▶ Document extract:
%%

NAG CL Interface
f11zpc (complex_​herm_​sort)

1 Purpose

2 Specification

3 Description

4 References

5 Arguments

1: $\mathbf{n}$ – Integer Input

On entry: $n$, the order of the matrix $A$.

Constraint: $\mathbf{n}\ge 1$.

2: $\mathbf{nnz}$ – Integer * Input/Output

On entry: the number of elements supplied in the array a.

Constraint: $\mathbf{nnz}\ge 0$.

On exit: the number of elements with unique row and column indices.

3: $\mathbf{a}\left[\mathit{dim}\right]$ – Complex Input/Output

Note: the dimension, dim, of the array a must be at least $\max (1,\mathbf{nnz})$.

On entry: the nonzero elements of the lower triangular part of the complex matrix $A$. These may be in any order and there may be multiple nonzero elements with the same row and column indices.

On exit: the lower triangular nonzero elements ordered by increasing row index, and by increasing column index within each row. Each nonzero element has a unique row and column index.

4: $\mathbf{irow}\left[\mathit{dim}\right]$ – Integer Input/Output

Note: the dimension, dim, of the array irow must be at least $\max (1,\mathbf{nnz})$.

On entry: the row indices corresponding to the elements supplied in the array a.

Constraint: $1\le \mathbf{irow}\left[\mathit{i}\right]\le \mathbf{n}$, for $\mathit{i}=0,1,\dots ,\mathbf{nnz}-1$.

On exit: the first nnz elements contain the row indices corresponding to the elements returned in the array a.

5: $\mathbf{icol}\left[\mathit{dim}\right]$ – Integer Input/Output

Note: the dimension, dim, of the array icol must be at least $\max (1,\mathbf{nnz})$.

On entry: the column indices corresponding to the elements supplied in the array a.

Constraint: $1\le \mathbf{icol}\left[\mathit{i}\right]\le \mathbf{irow}\left[\mathit{i}\right]$, for $\mathit{i}=0,1,\dots ,\mathbf{nnz}-1$.

On exit: the first nnz elements contain the column indices corresponding to the elements returned in the array a.

6: $\mathbf{dup}$ – Nag_SparseSym_Dups Input

On entry: indicates how elements in a with duplicate row and column indices are to be treated.

$\mathbf{dup}=\mathrm{Nag\_SparseSym\_RemoveDups}$

Duplicate entries are removed, only the first entry is kept.

$\mathbf{dup}=\mathrm{Nag\_SparseSym\_SumDups}$

The relevant values in a are summed.

%%

Source data:
%%

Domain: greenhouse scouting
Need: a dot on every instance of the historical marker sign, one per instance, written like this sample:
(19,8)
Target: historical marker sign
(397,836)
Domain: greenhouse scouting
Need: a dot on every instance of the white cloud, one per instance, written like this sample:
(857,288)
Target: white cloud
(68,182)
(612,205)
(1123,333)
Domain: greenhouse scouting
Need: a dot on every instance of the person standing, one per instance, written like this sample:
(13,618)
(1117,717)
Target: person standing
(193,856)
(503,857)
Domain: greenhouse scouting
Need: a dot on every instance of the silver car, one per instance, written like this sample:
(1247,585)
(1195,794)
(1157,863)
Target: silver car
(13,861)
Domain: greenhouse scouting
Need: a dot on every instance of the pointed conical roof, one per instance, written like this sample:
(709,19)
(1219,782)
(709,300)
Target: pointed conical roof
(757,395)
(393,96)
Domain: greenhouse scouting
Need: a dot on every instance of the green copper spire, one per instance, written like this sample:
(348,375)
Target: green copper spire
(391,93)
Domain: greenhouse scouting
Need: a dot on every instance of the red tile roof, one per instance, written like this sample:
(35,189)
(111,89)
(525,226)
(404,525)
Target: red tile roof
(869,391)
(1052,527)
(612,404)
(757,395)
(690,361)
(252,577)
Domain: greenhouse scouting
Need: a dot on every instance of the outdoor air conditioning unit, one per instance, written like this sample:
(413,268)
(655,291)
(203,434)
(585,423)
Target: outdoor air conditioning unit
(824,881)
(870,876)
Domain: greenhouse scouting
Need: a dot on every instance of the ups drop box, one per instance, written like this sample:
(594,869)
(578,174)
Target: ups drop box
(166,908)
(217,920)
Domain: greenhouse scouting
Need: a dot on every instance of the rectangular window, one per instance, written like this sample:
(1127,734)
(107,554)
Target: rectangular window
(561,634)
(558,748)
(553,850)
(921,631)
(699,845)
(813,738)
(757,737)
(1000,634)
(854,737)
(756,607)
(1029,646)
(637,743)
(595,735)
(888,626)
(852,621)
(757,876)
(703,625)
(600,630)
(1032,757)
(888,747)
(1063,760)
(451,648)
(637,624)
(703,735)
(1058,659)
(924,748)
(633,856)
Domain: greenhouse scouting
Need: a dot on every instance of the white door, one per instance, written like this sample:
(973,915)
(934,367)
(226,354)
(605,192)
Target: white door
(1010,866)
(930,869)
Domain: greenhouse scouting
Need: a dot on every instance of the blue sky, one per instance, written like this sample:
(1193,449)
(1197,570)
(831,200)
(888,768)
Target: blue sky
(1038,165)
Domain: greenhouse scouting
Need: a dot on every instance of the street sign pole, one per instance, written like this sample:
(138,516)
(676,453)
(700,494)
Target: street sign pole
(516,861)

%%

▶ Exercise requirements:
According to the f11zpc page, why can nnz hold a different value on exit than it did on entry? Answer in one to three sentences. These lines have no connection to the f11zpc page.

▶ Task answer:
On entry, nnz counts every element supplied in a, and several of those elements may share the same row and column indices. On exit, each element has a unique row and column index, because duplicates are either removed (keeping only the first) or summed, as set by dup. So nnz then gives only the number of elements with unique row and column indices.